The tour-de-force is the last track, "Sometimes I Cry," which is closer to the blues breakers of the U.K. sixties than anything coming out of Nashville today. It's slow and meaningful and when Stapleton exclaims that sometimes he cries, you're stopped in your tracks, not by some nitwit melismaing, but a guy with talent and experience who's expressing true emotion, true pain. It's a slow and dreary number, like one a.m. after too much Jack Daniel's, when you believe your world will never work out, and rather than get up your gumption to go on, you wallow in the mess you've made of your life, believing there's no way out.

But the best track on the LP is number 11, "Was It 26," which is as dark as Alice In Chains' "Rooster," but wiggles through the swamp like a bayou snake. There are changes and a sound that immediately enraptures you.

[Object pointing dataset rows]
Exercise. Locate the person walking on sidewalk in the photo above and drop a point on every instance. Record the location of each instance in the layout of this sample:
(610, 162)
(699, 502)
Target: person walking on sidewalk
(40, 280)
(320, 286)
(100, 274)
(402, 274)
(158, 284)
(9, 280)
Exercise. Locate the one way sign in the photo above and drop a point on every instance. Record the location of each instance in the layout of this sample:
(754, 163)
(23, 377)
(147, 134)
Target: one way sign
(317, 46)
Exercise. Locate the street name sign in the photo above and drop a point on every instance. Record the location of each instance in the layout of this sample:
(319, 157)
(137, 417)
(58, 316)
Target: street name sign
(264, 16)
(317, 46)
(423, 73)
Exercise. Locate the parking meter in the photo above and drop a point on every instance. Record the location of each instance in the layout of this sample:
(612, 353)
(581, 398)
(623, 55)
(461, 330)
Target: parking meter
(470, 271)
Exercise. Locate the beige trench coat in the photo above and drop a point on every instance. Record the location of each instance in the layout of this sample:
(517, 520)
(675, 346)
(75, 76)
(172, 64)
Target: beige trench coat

[Given instruction 1]
Please copy the passage of the Stapleton album review that begins at the words "The tour-de-force is" and stops after the words "no way out.".
[Given instruction 2]
According to the Stapleton album review, why are you stopped in your tracks when Stapleton exclaims that sometimes he cries? Answer in one to three sentences.
[Given instruction 3]
Write the next part of the Stapleton album review, picking up after its last sentence.
The material is separate from the Stapleton album review.

[Final answer 1]
The tour-de-force is the last track, "Sometimes I Cry," which is closer to the blues breakers of the U.K. sixties than anything coming out of Nashville today. It's slow and meaningful and when Stapleton exclaims that sometimes he cries, you're stopped in your tracks, not by some nitwit melismaing, but a guy with talent and experience who's expressing true emotion, true pain. It's a slow and dreary number, like one a.m. after too much Jack Daniel's, when you believe your world will never work out, and rather than get up your gumption to go on, you wallow in the mess you've made of your life, believing there's no way out.

[Final answer 2]
You are stopped not by some nitwit melismaing but by a guy with talent and experience. He is expressing true emotion and true pain.

[Final answer 3]
"Livin' hard was easy when I was young and bulletproof
I had no chains to bind me, just a guitar and a roof
Emptied every bottle, when I poured I never missed
I had bloodshot eyes at twenty five, or was it twenty six"

It was twenty eight for me. Too much alcohol and too many dead ends, I'd stopped living with my girlfriend and was still searching for the best night of my life. And in case you've never tried this, you don't. Ever. But bad turns and dead ends, I've seen them. And to know someone else has too...

Actually, "Was It 26" is one of the two songs on "Traveller" that Stapleton didn't write, but he makes it his own.

More accessible is the coming to L.A. story "When The Stars Come Out." Can you get up off the couch and make a change, set yourself up for new opportunities, for happiness? Most people can't.

After "When The Stars Come Out" comes the dirge "Daddy Doesn't Pray Anymore," a quiet number that sounds just like its title. All this darkness, all this truth, is in the second half of this fourteen cut LP. It's like some exec said we can't scare 'em away, we've got to load 'em up with the easy stuff.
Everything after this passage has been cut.